──────── Records to process ────────

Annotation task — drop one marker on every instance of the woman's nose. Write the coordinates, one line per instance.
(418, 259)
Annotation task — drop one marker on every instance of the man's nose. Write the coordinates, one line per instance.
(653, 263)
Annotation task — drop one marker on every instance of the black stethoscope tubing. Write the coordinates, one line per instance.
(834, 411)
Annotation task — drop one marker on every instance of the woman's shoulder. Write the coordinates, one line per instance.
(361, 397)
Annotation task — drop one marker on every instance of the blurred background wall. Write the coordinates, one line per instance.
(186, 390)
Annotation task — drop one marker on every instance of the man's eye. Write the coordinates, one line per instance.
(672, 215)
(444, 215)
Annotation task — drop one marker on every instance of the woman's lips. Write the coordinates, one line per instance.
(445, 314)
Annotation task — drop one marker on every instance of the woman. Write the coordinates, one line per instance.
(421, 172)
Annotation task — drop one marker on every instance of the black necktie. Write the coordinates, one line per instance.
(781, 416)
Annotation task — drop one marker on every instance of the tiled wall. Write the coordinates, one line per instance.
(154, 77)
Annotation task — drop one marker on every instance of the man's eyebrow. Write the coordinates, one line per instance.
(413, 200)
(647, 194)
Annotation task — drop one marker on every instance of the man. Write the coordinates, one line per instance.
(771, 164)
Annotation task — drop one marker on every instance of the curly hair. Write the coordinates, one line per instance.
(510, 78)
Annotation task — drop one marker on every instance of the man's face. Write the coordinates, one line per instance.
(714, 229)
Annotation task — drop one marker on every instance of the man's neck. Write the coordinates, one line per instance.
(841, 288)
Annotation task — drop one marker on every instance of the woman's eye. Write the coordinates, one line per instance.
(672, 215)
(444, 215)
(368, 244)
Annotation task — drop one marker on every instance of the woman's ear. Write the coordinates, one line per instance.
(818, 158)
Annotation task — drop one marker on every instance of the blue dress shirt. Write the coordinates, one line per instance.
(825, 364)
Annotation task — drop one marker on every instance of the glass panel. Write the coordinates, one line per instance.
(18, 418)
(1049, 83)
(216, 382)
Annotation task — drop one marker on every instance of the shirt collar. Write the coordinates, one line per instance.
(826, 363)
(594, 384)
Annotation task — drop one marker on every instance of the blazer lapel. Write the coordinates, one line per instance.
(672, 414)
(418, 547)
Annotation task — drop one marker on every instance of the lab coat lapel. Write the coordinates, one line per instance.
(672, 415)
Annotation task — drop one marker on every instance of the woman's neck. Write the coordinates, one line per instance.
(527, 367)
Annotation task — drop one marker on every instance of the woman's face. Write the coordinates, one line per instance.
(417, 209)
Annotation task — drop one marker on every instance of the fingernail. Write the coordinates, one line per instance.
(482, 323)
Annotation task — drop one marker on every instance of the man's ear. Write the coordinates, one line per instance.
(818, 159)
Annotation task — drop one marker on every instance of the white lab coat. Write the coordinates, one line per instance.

────────

● **Aim**
Reproduce verbatim the lines above, from the line containing "collar. Write the coordinates, one line per instance." through the last line of the rows, both inclusive.

● **Reply to the exercise**
Annotation task — drop one marker on every instance of the shirt collar. Write the coordinates, one line per instance.
(826, 363)
(594, 384)
Annotation task — drop one marker on every instance of the blazer lapel. Write the coordinates, one line per instance.
(672, 414)
(418, 547)
Annotation task — drop one marker on every instance of the lab coat lapel. Write the coordinates, one line per instance.
(672, 415)
Annotation task — drop one marker on every instance of the woman's neck. Write the coordinates, one line per instance.
(527, 367)
Annotation task — drop one marker on every instance of the woman's face. Write the coordinates, one line per instance.
(417, 209)
Annotation task — drop one marker on every instance of the fingernail. Write the coordinates, one line per instance.
(482, 323)
Annotation task — drop one marker on every instance of the man's ear. Write the coordinates, one line per instance.
(818, 159)
Annotation task — drop one marker on every instance of the white lab coat. Write the coordinates, one line per instance.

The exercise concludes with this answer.